Copy exactly the lines of the material below that run from the one containing "Target: bare soil field" through the one containing "Target: green corn plant". Copy no other lines.

→ **Supplied information**:
<<<<

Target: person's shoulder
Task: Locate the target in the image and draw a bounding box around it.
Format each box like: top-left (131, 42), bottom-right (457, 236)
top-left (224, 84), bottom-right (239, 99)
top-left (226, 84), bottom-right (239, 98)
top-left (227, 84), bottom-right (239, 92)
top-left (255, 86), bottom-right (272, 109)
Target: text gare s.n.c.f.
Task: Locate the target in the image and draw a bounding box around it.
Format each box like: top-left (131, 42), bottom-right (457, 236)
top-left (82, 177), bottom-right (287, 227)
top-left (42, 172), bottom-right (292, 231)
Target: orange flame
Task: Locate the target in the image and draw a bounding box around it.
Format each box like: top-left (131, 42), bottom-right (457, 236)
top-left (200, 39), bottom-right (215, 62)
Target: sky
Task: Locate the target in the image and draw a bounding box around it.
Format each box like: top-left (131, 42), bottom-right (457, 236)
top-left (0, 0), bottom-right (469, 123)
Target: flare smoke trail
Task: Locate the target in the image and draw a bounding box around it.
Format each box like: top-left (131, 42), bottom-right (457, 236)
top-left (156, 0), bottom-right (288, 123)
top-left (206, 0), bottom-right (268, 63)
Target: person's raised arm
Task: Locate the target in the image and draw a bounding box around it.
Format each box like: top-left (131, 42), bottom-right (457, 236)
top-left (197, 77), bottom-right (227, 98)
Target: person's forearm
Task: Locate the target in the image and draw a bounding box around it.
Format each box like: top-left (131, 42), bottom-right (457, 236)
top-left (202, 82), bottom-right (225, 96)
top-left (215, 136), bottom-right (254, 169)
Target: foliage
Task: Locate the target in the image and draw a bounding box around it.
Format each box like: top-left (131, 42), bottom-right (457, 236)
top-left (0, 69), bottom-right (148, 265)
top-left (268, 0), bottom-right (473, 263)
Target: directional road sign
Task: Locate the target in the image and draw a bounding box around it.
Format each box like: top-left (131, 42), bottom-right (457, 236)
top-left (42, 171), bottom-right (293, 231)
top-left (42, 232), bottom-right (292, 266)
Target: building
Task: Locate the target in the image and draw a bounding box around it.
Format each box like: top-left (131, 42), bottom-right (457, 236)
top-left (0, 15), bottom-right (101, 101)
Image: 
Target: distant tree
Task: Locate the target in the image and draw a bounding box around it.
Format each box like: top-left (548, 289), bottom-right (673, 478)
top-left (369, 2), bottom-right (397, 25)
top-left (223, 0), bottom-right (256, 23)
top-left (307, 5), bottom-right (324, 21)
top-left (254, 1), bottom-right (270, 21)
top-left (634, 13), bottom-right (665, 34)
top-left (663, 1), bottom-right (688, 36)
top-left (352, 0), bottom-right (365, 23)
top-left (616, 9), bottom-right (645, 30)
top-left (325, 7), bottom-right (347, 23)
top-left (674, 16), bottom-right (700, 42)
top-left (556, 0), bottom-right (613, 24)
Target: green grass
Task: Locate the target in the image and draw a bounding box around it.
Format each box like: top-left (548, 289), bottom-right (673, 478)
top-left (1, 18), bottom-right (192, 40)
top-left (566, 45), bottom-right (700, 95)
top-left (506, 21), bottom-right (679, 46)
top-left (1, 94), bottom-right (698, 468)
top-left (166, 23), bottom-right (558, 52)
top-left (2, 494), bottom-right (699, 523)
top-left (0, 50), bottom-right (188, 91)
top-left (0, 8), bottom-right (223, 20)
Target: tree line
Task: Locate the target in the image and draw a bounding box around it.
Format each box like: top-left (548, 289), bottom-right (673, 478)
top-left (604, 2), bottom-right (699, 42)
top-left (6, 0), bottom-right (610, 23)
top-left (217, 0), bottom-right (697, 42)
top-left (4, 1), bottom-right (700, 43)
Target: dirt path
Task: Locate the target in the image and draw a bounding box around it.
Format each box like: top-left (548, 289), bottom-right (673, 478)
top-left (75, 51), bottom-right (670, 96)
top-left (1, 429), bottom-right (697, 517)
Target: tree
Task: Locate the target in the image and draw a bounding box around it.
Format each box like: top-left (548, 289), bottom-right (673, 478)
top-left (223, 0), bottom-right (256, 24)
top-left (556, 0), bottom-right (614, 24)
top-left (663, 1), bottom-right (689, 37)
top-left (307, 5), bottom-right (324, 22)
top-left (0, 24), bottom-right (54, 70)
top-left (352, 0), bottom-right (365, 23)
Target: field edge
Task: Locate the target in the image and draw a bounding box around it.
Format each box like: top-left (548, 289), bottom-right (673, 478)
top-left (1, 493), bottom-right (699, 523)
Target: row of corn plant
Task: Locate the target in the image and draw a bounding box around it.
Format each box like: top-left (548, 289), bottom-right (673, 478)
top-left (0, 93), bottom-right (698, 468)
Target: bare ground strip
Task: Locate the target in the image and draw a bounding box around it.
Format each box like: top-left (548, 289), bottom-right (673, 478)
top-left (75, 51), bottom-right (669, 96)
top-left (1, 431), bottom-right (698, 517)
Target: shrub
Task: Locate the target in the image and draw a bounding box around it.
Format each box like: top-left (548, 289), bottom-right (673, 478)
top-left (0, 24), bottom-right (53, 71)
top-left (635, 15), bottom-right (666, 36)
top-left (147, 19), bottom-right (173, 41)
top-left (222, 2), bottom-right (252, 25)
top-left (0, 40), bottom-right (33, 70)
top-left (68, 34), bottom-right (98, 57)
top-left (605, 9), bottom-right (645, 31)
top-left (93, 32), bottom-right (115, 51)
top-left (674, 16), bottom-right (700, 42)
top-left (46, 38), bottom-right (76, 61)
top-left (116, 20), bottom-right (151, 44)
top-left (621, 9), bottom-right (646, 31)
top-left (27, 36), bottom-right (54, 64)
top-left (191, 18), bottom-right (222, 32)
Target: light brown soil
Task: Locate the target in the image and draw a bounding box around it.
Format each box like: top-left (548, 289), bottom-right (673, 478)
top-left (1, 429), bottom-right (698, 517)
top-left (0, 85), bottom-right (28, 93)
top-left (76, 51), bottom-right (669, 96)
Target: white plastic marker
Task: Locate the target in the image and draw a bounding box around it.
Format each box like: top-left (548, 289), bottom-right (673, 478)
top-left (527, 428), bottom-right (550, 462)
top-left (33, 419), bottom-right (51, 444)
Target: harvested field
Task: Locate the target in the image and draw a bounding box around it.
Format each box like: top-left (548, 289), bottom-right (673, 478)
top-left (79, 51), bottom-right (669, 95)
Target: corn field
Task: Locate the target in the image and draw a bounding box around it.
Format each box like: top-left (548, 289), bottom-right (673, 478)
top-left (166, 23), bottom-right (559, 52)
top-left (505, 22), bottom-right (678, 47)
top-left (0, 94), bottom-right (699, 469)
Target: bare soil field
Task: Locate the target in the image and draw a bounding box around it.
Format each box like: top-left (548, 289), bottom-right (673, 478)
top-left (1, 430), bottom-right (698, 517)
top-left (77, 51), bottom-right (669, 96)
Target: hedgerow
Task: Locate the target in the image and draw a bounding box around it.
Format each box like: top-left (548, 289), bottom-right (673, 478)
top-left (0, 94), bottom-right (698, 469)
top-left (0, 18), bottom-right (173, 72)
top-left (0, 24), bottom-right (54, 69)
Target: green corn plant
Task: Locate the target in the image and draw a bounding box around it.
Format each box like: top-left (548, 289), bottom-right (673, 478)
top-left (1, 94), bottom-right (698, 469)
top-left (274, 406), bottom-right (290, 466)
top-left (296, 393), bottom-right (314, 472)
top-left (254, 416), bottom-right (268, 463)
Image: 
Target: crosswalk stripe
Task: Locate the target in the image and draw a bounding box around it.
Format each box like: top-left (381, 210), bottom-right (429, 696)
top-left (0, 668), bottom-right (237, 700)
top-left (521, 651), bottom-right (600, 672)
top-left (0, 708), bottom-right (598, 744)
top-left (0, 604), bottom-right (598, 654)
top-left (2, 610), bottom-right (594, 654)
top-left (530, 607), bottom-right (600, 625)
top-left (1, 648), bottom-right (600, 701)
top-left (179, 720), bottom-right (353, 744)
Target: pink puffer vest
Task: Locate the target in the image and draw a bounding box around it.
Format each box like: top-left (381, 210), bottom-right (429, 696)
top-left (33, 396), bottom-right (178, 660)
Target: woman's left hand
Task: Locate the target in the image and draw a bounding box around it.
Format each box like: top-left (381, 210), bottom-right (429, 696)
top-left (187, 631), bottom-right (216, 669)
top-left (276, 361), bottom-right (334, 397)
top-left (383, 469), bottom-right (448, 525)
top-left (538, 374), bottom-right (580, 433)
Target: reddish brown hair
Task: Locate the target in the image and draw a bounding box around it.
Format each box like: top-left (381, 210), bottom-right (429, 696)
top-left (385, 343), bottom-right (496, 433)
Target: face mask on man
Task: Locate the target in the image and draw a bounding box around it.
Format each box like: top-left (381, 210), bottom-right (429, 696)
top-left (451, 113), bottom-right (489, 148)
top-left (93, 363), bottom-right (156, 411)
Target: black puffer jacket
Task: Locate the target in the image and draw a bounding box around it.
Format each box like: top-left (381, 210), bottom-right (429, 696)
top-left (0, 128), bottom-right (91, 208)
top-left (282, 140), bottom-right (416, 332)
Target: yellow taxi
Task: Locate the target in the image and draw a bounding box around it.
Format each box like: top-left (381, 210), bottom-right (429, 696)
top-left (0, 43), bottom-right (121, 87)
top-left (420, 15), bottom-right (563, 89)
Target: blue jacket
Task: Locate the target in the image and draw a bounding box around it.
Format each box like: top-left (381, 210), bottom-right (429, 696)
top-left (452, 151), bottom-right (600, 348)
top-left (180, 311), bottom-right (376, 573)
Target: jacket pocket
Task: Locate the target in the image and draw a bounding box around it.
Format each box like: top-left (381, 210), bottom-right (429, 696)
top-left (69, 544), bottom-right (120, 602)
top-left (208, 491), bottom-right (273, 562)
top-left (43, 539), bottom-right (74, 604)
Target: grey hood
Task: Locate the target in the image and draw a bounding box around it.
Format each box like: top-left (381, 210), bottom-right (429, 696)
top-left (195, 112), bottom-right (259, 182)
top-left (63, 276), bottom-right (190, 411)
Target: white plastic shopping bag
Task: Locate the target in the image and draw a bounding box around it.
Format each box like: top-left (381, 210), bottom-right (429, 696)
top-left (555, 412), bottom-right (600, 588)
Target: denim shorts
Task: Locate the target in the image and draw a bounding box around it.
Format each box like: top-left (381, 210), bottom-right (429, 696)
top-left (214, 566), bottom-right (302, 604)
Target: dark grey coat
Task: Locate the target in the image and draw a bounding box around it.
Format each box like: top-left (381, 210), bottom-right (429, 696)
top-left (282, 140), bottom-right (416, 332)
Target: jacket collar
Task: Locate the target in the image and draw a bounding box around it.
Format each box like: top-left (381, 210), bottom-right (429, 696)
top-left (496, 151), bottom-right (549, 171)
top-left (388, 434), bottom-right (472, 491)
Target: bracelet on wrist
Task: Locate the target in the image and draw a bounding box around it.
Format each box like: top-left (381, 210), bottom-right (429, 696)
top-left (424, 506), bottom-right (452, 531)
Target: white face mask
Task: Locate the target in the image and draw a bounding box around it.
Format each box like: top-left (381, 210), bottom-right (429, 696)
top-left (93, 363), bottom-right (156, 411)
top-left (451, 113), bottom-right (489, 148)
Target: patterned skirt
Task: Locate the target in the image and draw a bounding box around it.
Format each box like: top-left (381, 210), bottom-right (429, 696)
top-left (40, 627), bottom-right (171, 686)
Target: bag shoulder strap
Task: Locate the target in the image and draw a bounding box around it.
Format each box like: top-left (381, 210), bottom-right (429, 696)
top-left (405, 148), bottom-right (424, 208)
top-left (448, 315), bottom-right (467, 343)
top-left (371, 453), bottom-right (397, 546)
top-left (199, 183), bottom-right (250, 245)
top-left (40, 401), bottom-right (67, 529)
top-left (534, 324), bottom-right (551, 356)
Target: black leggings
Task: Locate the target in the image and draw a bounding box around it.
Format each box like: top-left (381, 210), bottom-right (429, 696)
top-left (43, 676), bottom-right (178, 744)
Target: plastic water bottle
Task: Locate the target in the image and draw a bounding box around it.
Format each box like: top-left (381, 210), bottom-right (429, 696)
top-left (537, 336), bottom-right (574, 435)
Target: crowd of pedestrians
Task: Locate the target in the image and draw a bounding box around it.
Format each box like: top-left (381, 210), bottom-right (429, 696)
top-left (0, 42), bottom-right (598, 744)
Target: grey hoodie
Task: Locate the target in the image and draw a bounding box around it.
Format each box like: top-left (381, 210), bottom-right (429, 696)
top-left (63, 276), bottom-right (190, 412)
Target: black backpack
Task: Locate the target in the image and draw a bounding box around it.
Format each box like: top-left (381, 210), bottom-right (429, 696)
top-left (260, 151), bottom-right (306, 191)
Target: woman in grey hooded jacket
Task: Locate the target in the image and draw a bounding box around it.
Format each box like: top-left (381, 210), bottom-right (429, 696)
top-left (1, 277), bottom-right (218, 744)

>>>>

→ **Result of this task**:
Target: bare soil field
Task: Locate the target in the image and draw a bounding box around it.
Format each box like: top-left (548, 289), bottom-right (673, 478)
top-left (1, 430), bottom-right (698, 517)
top-left (77, 51), bottom-right (669, 96)
Target: hedgerow
Task: Locate the target in the image and draw a bounding box around it.
Format each box like: top-left (548, 289), bottom-right (673, 478)
top-left (0, 94), bottom-right (698, 469)
top-left (0, 18), bottom-right (173, 72)
top-left (0, 24), bottom-right (54, 69)
Target: green corn plant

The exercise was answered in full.